(PROBLEMS AND TASKS):
- a) Please translate this sentence from the abstract into Spanish: "In this article, we explore how the 4B movement has given young feminists the opportunity to envision the future that they had been discouraged from imagining."
- b) Name each of the four refusals that the abstract says make up the 4B movement, pairing each Korean term with what it refuses.

(GIVEN TEXT):
━━━━━━━━━━
ABSTRACT
Recently, in Korea, young feminists launched the 4B (4非) movement: bihon, bichulsan, biyeonae, bisekseu, meaning the refusal of (heterosexual) marriage, childbirth, romance, and sexual relationships. The 4B movement encompasses not only criticisms of the pro-natalist turn in state policy and protests against it, but also various forms of self-help discussions and practices that are explicitly oriented towards women’s individual futures. In this article, we explore how the 4B movement has given young feminists the opportunity to envision the future that they had been discouraged from imagining. Presenting a lived critique of contemporary Korea, these feminists ask how young women are led to imagine their current, single life as a temporary state, as consumer capitalism and the patriarchal state together place these young non-married women in an economically vulnerable position. They see this as achieved by endorsing ‘feminine’ desires and a presentist lifestyle, as well as excluding non-married women from opportunities in the job market and state-sponsored benefits in welfare services. We argue that the 4B movement and its discourses on the future and self-help could offer these women one possible way to envision a feminist future as individuals without being part of the state’s reproductive future.
━━━━━━━━━━
(PROVIDED DATA):
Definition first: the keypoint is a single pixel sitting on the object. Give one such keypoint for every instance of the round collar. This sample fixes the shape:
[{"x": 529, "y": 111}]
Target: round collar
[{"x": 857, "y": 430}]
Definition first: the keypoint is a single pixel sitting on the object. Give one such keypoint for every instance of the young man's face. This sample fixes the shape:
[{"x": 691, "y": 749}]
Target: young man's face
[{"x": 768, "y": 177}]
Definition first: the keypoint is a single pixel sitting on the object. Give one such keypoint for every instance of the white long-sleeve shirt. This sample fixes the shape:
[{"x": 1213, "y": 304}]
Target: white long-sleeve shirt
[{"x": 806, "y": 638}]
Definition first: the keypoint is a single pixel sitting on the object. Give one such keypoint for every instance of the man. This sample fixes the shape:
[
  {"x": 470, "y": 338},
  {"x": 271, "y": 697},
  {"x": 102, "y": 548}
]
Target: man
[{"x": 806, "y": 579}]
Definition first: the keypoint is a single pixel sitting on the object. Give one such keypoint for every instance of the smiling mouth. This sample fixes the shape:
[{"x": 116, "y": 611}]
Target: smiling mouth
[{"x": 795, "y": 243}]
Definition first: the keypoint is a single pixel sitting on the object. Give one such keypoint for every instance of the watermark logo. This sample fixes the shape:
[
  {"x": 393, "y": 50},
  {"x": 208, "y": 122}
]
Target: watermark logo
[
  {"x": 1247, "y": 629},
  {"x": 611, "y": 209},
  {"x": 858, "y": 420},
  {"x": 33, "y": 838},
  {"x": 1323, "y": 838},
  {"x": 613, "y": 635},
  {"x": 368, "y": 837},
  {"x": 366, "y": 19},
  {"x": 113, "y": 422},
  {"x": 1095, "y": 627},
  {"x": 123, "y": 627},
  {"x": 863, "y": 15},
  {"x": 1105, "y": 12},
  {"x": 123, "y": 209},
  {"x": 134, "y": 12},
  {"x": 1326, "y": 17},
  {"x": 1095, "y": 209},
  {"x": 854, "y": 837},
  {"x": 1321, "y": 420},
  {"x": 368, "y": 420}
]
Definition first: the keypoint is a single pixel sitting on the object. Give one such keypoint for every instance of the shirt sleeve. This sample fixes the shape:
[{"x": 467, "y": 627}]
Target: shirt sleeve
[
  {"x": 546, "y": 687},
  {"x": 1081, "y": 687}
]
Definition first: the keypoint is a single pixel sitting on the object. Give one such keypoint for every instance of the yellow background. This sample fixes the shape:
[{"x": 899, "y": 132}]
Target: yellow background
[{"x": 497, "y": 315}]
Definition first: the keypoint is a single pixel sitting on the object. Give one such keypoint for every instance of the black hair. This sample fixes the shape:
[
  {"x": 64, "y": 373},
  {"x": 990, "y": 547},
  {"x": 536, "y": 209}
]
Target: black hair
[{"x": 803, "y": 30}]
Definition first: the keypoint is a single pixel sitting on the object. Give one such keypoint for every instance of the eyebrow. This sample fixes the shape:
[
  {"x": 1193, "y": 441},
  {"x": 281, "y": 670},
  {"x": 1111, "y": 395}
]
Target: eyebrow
━━━━━━━━━━
(ANSWERS):
- a) En este artículo, exploramos cómo el movimiento 4B ha dado a las jóvenes feministas la oportunidad de imaginar el futuro que se les había disuadido de imaginar.

- b)
- bihon: (heterosexual) marriage
- bichulsan: childbirth
- biyeonae: romance
- bisekseu: sexual relationships